** TASK INSTRUCTIONS **
Turn all of the lines below into a numbered list, skipping any blank lines.

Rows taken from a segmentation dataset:

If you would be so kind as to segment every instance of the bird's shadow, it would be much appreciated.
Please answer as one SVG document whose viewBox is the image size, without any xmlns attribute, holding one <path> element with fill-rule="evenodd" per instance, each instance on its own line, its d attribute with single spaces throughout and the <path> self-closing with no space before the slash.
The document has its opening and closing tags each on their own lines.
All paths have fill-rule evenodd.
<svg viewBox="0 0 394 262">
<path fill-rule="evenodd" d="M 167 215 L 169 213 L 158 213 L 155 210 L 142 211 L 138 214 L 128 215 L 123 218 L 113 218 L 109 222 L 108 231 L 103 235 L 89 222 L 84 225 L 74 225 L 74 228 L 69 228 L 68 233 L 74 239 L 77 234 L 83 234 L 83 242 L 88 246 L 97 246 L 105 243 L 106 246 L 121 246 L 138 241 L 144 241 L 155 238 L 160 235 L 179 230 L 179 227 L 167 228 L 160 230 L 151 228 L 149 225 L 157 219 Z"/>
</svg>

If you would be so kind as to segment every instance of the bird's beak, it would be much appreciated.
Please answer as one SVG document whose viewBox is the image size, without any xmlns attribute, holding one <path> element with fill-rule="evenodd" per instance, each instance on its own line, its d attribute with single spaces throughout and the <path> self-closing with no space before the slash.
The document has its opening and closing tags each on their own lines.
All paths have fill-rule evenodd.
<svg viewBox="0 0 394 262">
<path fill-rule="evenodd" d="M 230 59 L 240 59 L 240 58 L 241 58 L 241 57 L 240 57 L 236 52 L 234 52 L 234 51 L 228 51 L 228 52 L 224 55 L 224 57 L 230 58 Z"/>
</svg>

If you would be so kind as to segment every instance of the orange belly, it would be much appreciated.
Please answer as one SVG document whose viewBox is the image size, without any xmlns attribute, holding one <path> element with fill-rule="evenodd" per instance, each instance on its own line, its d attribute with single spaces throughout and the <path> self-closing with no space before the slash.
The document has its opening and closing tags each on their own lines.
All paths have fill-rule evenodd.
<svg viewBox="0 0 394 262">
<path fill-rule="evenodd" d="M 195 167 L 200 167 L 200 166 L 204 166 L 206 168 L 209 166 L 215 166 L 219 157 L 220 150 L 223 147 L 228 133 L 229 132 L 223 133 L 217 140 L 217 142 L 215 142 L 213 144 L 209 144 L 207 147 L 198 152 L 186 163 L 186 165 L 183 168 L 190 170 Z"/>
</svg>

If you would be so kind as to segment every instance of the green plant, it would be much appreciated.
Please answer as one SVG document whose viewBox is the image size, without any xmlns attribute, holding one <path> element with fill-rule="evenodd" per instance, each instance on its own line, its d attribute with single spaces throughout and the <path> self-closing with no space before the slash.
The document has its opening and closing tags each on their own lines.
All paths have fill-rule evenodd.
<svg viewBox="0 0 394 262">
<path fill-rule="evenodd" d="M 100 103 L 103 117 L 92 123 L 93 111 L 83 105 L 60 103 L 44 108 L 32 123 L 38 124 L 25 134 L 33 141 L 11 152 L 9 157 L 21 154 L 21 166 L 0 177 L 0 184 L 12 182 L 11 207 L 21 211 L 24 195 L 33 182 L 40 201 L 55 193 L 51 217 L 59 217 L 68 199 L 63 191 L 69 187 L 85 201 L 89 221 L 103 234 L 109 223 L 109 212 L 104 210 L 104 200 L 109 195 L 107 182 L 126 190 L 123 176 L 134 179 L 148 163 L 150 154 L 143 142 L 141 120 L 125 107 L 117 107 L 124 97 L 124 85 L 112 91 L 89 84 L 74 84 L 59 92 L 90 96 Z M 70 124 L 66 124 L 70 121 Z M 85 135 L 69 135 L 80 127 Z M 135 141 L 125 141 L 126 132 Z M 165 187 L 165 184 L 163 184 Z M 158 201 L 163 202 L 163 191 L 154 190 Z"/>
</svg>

** ANSWER **
1. If you would be so kind as to segment every instance of the bird's shadow, it would be much appreciated.
2. Please answer as one SVG document whose viewBox is the image size, without any xmlns attribute, holding one <path> element with fill-rule="evenodd" per instance, each instance on its own line, its d attribute with single spaces throughout and the <path> self-closing with no space before the slash.
3. The document has its opening and closing tags each on their own lines.
4. All paths have fill-rule evenodd.
5. <svg viewBox="0 0 394 262">
6. <path fill-rule="evenodd" d="M 167 215 L 169 213 L 158 213 L 155 210 L 142 211 L 138 214 L 128 215 L 123 218 L 113 218 L 109 222 L 108 231 L 103 235 L 89 222 L 84 225 L 74 225 L 74 228 L 69 228 L 68 233 L 74 239 L 77 234 L 83 234 L 83 242 L 88 246 L 97 246 L 105 243 L 106 246 L 121 246 L 138 241 L 144 241 L 155 238 L 160 235 L 179 230 L 179 227 L 167 228 L 160 230 L 151 228 L 149 225 L 157 219 Z"/>
7. </svg>
8. If you would be so kind as to segment every instance of the bird's beak, it would be much appreciated.
9. Please answer as one SVG document whose viewBox is the image size, without any xmlns attribute, holding one <path> element with fill-rule="evenodd" per instance, each instance on its own line, its d attribute with single spaces throughout and the <path> self-closing with no space before the slash.
10. The document has its opening and closing tags each on their own lines.
11. All paths have fill-rule evenodd.
12. <svg viewBox="0 0 394 262">
13. <path fill-rule="evenodd" d="M 230 59 L 240 59 L 240 58 L 241 58 L 241 57 L 240 57 L 236 52 L 234 52 L 234 51 L 228 51 L 228 52 L 224 55 L 224 57 L 230 58 Z"/>
14. </svg>
15. If you would be so kind as to segment every instance of the orange belly, it would be much appreciated.
16. Please answer as one SVG document whose viewBox is the image size, without any xmlns attribute, holding one <path> element with fill-rule="evenodd" per instance, each instance on its own line, its d attribute with single spaces throughout and the <path> self-closing with no space before the slash.
17. The document has its opening and closing tags each on their own lines.
18. All paths have fill-rule evenodd.
19. <svg viewBox="0 0 394 262">
20. <path fill-rule="evenodd" d="M 195 167 L 200 167 L 200 166 L 204 166 L 206 168 L 209 166 L 215 166 L 219 157 L 220 150 L 223 147 L 228 133 L 229 132 L 223 133 L 217 140 L 217 142 L 215 142 L 213 144 L 209 144 L 207 147 L 198 152 L 186 163 L 186 165 L 183 168 L 190 170 Z"/>
21. </svg>
22. If you would be so kind as to segment every instance of the green plant, it would be much appreciated.
23. Please answer as one SVG document whose viewBox is the image size, without any xmlns attribute, holding one <path> element with fill-rule="evenodd" per instance, each instance on its own line, its d attribute with single spaces throughout and the <path> self-closing with no space before the slash.
24. The document has its opening and closing tags each on their own lines.
25. All paths have fill-rule evenodd.
26. <svg viewBox="0 0 394 262">
27. <path fill-rule="evenodd" d="M 100 103 L 103 117 L 92 123 L 93 111 L 83 105 L 60 103 L 44 108 L 32 123 L 38 124 L 25 134 L 33 141 L 11 152 L 9 157 L 21 154 L 21 166 L 0 177 L 0 184 L 12 182 L 11 207 L 21 211 L 24 195 L 33 182 L 40 201 L 55 193 L 51 217 L 59 217 L 68 199 L 63 191 L 69 187 L 85 201 L 89 221 L 103 234 L 109 223 L 109 212 L 104 210 L 104 200 L 109 195 L 107 182 L 126 190 L 123 176 L 134 179 L 148 163 L 150 154 L 143 142 L 141 120 L 125 107 L 117 107 L 124 97 L 124 85 L 112 91 L 89 84 L 74 84 L 59 92 L 90 96 Z M 70 124 L 66 124 L 70 121 Z M 85 135 L 69 135 L 80 127 Z M 135 141 L 125 141 L 126 132 Z M 165 187 L 165 184 L 163 184 Z M 158 201 L 163 202 L 163 191 L 154 190 Z"/>
28. </svg>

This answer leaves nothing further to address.